Instruction
Transcribe the Baule portrait mask entry below, from "Goy, B., Yaouré. Visages" down to "Art, Western Eyes.".

Given passage
•••••

Baule Portrait Mask, Côte d'Ivoire

Atrributed to Owie Kimou (d. 1948) of Kami


Height: 10 ⅞ in (27.5 cm)

Acquired in situ during the first quarter of the 20th century

Thence by descent

Christie's, Paris, Art Africain et Océanien, June 20, 2006, lot 92, consigned by the above

Roland and Edith Flak, Paris, acquired at the above auction

Karl-Ferdinand Schädler Collection, Munich, acquired from the above

Sotheby's, New York, African, Oceanic and Pre-Columbian Art, May 7, 2016, lot 27, consigned by the above

Private Collection, acquired at the above auction

San Francisco, Tribal & Textile Arts Show. Fine art of native cultures, February 9 - 11, 2007

Paris, Galerie Flak, Face à Face. Masques secrets, visages révélés, September 12 - November 3, 2007

New York, African Art at Madison, AOA Tribal Art Fair New York, May 10 - 15, 2011

Tribal & Textile Arts Show. Fine art of native cultures, San Francisco, 2007, p. 64

Comte, H. and Lascault, G., Face à Face, Galerie Flak, Paris, 2007, p. 33

African Art at Madison, AOA Fair, New York, 2011

Flak, J., Formes Pures, Galerie Flak, Paris, 2014

Goy, B., Yaouré. Visages du Sacré, Galerie Eric Hertault, Paris, 2019, p. 5, fig. 3

Zemanek, D., "Pour une quête d'une vue d'ensemble : Karl-Ferdinand Schädler" in Tribal Art Magazine, n° 99, 2021, p. 96, fig. 5

Portrait masks, known as Mblo, are one of the most emblematic forms of Baule sculpture. By comparing the present example with a closely related mask, it can be attributed to the master Baule sculptor Owie Kimou de Kami (d. 1948), one of the few traditional Baule artists whose name has come down to us. One of this artist's masterpieces was previously in the collection of Myron Kunin [1], and featured on the cover and back cover of Susan Vogel's reference work, Baule: African Art, Western Eyes.


She noted that “Mblo masks […] are one of the oldest of Baule art forms. This refined human face mask, the prototypical Baule object in art collections, is usually a portrait of a particular known individual. […] More than any other kind of mask, Mblo embody the core Baule sculpture style manifested in figures and decorated objects – spoons, combs, pulleys and the like. Lustrous curving surfaces, suggesting clean, healthy, well-fed skin, are set off by delicately textured zones representing coiffures, scarifications, and other ornaments. The idealized faces are introspective, with the high foreheads of intellectual enlightenment and the large downcast eyes of respectful presence in the world. Ornaments above the face […] are chosen for their beauty, and have no iconographic significance; braided beards, and fine scarifications and coiffures, denote personal beauty, refinement, and a desire to give pleasure to others. […] The Mblo portrait mask was the summit of Baule sculpture, the most beautiful art form […].” [2].

•••••

Data excerpts
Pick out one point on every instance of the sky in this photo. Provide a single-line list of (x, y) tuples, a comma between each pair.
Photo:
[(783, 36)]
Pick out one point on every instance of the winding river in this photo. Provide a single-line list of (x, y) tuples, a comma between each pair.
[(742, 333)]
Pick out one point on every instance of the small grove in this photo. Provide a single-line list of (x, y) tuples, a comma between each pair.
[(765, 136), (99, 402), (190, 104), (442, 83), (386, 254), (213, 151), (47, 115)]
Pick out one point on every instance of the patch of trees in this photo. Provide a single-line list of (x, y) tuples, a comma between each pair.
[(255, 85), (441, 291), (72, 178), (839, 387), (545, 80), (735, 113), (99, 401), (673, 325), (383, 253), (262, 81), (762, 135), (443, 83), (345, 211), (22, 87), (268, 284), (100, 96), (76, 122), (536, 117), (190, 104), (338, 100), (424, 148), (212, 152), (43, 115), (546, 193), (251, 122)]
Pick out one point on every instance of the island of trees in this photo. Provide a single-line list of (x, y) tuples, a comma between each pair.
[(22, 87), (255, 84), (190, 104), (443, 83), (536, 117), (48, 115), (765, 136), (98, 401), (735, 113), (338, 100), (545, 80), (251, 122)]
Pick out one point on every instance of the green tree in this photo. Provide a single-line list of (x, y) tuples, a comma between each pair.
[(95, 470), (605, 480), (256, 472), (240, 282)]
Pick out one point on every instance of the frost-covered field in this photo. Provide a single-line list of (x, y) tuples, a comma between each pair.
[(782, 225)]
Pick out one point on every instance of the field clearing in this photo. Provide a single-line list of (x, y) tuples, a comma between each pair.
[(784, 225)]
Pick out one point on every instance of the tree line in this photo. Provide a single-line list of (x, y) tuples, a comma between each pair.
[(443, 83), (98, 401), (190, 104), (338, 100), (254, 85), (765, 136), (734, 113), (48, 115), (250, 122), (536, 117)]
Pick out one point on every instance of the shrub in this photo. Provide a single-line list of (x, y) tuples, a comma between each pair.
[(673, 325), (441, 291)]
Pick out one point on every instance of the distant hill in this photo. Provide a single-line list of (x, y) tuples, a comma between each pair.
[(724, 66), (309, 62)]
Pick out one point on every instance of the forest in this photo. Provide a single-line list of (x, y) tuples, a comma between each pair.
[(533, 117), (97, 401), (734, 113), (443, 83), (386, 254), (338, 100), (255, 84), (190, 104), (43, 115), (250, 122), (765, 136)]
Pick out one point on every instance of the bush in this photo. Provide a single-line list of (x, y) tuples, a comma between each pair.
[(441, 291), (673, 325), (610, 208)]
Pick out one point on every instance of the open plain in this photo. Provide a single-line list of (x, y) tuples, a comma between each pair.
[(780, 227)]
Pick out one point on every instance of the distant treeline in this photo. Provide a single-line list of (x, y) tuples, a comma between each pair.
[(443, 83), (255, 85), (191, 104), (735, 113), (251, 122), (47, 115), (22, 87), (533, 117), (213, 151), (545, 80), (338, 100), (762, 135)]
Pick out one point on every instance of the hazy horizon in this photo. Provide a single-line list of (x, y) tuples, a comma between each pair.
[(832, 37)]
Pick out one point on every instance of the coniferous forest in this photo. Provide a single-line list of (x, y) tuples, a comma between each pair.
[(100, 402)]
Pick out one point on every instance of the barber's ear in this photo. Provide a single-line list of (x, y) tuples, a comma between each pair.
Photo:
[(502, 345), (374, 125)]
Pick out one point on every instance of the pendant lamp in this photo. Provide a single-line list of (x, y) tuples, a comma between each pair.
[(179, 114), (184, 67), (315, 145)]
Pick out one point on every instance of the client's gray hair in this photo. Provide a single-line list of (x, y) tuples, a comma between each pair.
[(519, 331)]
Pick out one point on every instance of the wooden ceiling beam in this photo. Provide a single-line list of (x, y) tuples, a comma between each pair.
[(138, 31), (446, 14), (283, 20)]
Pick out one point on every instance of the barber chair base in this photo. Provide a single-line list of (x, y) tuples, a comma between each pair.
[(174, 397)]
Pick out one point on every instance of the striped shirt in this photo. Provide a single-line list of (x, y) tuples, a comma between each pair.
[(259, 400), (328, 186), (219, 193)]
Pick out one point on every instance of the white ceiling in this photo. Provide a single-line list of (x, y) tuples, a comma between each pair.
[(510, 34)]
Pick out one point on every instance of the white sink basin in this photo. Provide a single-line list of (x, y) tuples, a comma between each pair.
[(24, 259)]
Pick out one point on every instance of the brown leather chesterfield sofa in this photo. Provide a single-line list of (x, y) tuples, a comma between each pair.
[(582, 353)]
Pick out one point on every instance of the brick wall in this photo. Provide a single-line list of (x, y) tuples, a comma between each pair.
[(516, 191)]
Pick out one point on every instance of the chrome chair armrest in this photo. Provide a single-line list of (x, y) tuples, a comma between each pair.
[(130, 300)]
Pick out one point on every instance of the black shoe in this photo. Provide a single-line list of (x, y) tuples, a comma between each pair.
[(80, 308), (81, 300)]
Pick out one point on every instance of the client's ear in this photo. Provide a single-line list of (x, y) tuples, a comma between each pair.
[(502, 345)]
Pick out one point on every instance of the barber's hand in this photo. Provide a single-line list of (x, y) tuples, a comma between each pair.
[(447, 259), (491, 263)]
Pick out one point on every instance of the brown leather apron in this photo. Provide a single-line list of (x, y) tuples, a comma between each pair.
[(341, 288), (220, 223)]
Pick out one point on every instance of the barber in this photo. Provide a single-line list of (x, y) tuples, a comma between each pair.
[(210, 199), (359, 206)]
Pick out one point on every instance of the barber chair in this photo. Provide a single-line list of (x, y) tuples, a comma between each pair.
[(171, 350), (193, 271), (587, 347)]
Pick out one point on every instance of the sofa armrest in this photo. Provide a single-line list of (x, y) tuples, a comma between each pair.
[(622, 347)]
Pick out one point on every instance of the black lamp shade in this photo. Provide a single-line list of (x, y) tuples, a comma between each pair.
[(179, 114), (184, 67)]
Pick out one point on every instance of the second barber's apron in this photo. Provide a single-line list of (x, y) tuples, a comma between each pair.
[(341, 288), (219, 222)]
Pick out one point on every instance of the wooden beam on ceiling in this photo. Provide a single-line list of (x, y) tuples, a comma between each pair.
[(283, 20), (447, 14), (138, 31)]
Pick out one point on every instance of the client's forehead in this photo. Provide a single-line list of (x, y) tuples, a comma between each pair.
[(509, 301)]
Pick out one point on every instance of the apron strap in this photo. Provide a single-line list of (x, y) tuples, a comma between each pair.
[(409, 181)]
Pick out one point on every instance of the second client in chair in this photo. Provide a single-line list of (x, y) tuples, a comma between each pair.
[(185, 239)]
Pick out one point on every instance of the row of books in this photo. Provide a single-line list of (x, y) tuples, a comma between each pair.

•••••

Written response
Goy, B., Yaouré. Visages du Sacré, Galerie Eric Hertault, Paris, 2019, p. 5, fig. 3

Zemanek, D., "Pour une quête d'une vue d'ensemble : Karl-Ferdinand Schädler" in Tribal Art Magazine, n° 99, 2021, p. 96, fig. 5

Portrait masks, known as Mblo, are one of the most emblematic forms of Baule sculpture. By comparing the present example with a closely related mask, it can be attributed to the master Baule sculptor Owie Kimou de Kami (d. 1948), one of the few traditional Baule artists whose name has come down to us. One of this artist's masterpieces was previously in the collection of Myron Kunin [1], and featured on the cover and back cover of Susan Vogel's reference work, Baule: African Art, Western Eyes.